Point annotation rows |
────────────────
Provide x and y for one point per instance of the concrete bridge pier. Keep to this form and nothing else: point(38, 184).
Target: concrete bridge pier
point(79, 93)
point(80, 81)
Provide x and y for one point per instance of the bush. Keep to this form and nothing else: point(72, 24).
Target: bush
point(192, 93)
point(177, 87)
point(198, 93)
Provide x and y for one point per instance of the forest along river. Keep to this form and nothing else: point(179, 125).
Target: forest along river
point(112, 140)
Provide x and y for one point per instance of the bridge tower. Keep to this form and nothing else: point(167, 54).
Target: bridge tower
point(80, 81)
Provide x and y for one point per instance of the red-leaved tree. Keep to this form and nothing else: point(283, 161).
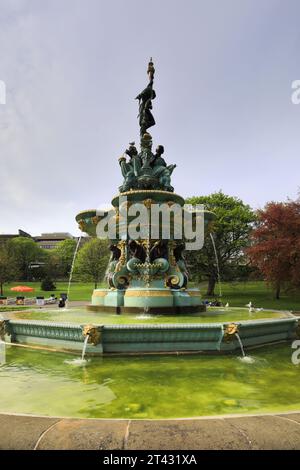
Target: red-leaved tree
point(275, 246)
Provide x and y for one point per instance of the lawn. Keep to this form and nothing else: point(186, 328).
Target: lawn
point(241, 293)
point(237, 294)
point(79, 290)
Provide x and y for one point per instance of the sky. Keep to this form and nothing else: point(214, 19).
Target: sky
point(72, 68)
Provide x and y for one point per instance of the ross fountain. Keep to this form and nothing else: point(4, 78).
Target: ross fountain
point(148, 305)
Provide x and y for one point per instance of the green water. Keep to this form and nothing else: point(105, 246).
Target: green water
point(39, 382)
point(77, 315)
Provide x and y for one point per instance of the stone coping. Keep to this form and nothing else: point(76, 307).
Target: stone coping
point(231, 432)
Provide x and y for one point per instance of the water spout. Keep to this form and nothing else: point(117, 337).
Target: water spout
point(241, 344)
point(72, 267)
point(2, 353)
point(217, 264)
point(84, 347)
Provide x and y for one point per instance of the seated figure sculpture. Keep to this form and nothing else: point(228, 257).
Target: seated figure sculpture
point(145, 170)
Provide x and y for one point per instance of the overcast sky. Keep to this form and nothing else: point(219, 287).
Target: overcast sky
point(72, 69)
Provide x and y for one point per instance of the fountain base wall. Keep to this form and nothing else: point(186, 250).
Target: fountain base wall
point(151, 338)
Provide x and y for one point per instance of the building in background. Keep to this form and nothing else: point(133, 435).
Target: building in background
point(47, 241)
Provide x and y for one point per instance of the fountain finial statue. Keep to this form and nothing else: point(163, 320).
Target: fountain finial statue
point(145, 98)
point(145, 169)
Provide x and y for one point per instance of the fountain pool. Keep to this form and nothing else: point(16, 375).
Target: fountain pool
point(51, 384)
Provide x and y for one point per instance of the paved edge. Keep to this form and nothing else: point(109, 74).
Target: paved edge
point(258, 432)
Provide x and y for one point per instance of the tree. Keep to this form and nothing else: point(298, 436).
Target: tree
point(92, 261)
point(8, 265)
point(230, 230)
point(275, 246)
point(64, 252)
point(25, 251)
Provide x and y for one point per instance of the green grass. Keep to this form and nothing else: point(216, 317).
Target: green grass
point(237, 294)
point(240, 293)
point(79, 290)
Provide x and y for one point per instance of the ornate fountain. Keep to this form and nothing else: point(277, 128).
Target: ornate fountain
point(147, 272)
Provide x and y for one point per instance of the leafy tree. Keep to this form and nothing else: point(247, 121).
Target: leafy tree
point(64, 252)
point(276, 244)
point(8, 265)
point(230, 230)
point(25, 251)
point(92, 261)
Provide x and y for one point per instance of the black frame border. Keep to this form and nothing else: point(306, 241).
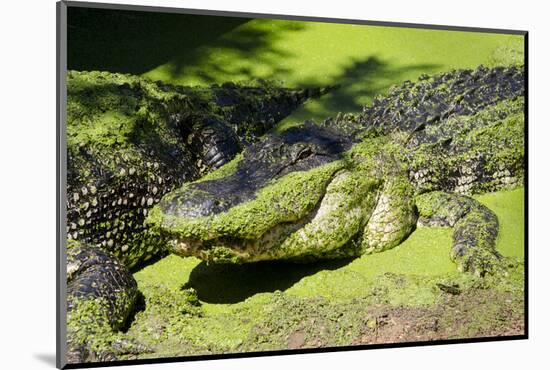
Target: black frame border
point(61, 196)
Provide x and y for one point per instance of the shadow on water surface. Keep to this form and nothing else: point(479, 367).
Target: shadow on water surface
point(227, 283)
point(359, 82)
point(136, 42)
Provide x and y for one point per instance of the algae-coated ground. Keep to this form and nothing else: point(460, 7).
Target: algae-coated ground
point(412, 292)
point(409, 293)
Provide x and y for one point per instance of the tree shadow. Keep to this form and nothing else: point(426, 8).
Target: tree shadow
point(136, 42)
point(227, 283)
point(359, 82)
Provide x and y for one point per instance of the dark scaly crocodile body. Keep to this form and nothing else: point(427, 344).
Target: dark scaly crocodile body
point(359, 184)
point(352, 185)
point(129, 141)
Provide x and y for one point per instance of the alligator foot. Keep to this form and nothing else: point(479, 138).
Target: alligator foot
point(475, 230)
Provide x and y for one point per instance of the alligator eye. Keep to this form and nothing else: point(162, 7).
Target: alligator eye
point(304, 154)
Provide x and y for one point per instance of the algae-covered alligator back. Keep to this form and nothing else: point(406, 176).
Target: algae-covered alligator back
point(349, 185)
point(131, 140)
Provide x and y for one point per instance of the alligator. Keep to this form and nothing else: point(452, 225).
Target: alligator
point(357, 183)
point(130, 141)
────────────────
To be done |
Copy out every row above word for word, omitting the pictures.

Solution to this task |
Provide x and y for one point per instance of the concrete bridge pier. Keep to this form and nothing else: point(38, 184).
Target: concrete bridge pier
point(79, 93)
point(80, 81)
Provide x and y for one point per instance of the bush. Keep to this form and nothing else: point(72, 24).
Target: bush
point(192, 93)
point(177, 87)
point(198, 93)
Provide x and y for one point per instance of the forest along river. Keep to this form and nothing else: point(179, 125).
Target: forest along river
point(112, 140)
Provide x and y for one point per instance of the bridge tower. Keep to this form and nothing else: point(167, 54).
Target: bridge tower
point(80, 81)
Provide x and y for one point per instance of the red-leaved tree. Keep to this form and nothing else: point(283, 161).
Target: red-leaved tree
point(275, 246)
Provide x and y for one point per instance of the lawn. Keep to this form and nothing else: point(186, 328).
Target: lawn
point(241, 293)
point(237, 294)
point(79, 290)
Provide x and y for one point per instance of the sky. Keep to this form and nothing else: point(214, 19).
Target: sky
point(72, 68)
Provide x and y for one point per instance of the ross fountain. Keep to this form and nothing else: point(4, 78).
Target: ross fountain
point(148, 305)
Provide x and y for one point per instance of the green water. Keep to this form and nothing else: point(105, 246).
Target: green water
point(39, 382)
point(77, 315)
Provide x and y for one point per instance of the stone coping. Keep to this form and nothing else: point(76, 307).
Target: stone coping
point(231, 432)
Provide x and y for one point per instance of the water spout. Keep to this form and nothing else: point(117, 337).
Target: water spout
point(241, 344)
point(72, 267)
point(2, 353)
point(217, 264)
point(84, 347)
Provide x and y for one point per instance of the seated figure sculpture. Keep to this form and nothing else: point(228, 257).
Target: seated figure sculpture
point(145, 170)
Provide x and y for one point per instance of the overcast sky. Keep to this form and nothing else: point(219, 287).
Target: overcast sky
point(72, 69)
Provide x and y for one point per instance of the fountain base wall. Keep to this form and nothing else: point(186, 250).
Target: fountain base wall
point(151, 338)
Provide x and y for one point per instance of the building in background. Keep to this form and nothing else: point(133, 435).
Target: building in background
point(47, 241)
Provide x and y for one point per instance of the fountain finial statue. Keep to this form and nothing else: point(163, 320).
Target: fountain finial statue
point(145, 98)
point(145, 169)
Provide x and y for one point per instance of the fountain pool. Keep to this form and nothing else: point(16, 375).
Target: fountain pool
point(51, 384)
Provide x and y for one point per instance of the paved edge. Keep to this form and nothing else: point(109, 74).
Target: paved edge
point(258, 432)
Provide x and y for one point per instance of the tree. Keep to this form and nothing else: point(298, 436).
Target: tree
point(92, 261)
point(8, 265)
point(230, 230)
point(275, 246)
point(64, 252)
point(25, 251)
Provide x and y for one point per instance of the green grass. Keep to this form and nothing else: point(216, 317).
Target: green grass
point(237, 294)
point(240, 293)
point(79, 290)
Provide x and y for one point per instance of the ornate fountain. Keep to this form and nothing else: point(277, 128).
Target: ornate fountain
point(147, 272)
Provide x and y for one point per instance of the leafy tree. Keep to this form and nothing else: point(247, 121).
Target: leafy tree
point(64, 252)
point(276, 244)
point(8, 265)
point(230, 230)
point(25, 251)
point(92, 261)
Provide x and y for one point per instance of the black frame border. Keep to this form and nothing else: point(306, 241).
Target: black frame border
point(61, 196)
Provide x and y for one point per instance of the shadow on water surface. Keep to this form and nothing else: point(479, 367).
Target: shadow on water surface
point(227, 283)
point(359, 82)
point(136, 42)
Provide x and y for one point per instance of the algae-coated ground. Keep to this form and nothing else: point(460, 7).
Target: algae-coated ground
point(412, 292)
point(409, 293)
Provide x and y for one point per instance of the tree shadow. Keep to this form and nothing else: point(426, 8).
Target: tree shadow
point(136, 42)
point(227, 283)
point(359, 82)
Provide x and y for one point per instance of the dark scaly crocodile body. Keep to this form and nothing else: point(427, 344).
Target: dark scaly crocodile body
point(359, 184)
point(352, 185)
point(129, 141)
Provide x and y for one point per instance of the alligator foot. Keep to this form and nothing else: point(479, 138).
Target: alligator foot
point(475, 230)
Provide x and y for one point per instance of the alligator eye. Keep to this form and nothing else: point(162, 7).
Target: alligator eye
point(304, 154)
Provide x and y for one point per instance of the algae-covered alligator back. Keep to this form and nothing else: point(406, 176).
Target: algae-covered alligator back
point(349, 185)
point(131, 140)
Provide x and y for one point per instance of the alligator. Keep to this form and nothing else: point(452, 225).
Target: alligator
point(357, 183)
point(130, 141)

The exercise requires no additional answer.